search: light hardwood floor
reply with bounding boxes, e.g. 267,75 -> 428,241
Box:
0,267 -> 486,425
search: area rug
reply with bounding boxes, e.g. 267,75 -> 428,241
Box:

▶ _Exercise objective_: Type the whole listing again, unaltered.

▶ _Exercise result_:
search: light hardwood floor
reply with bounding boxes, e.g. 267,75 -> 428,241
Box:
0,267 -> 486,425
search: area rug
reply with bounding boxes, e.g. 267,75 -> 428,241
Box:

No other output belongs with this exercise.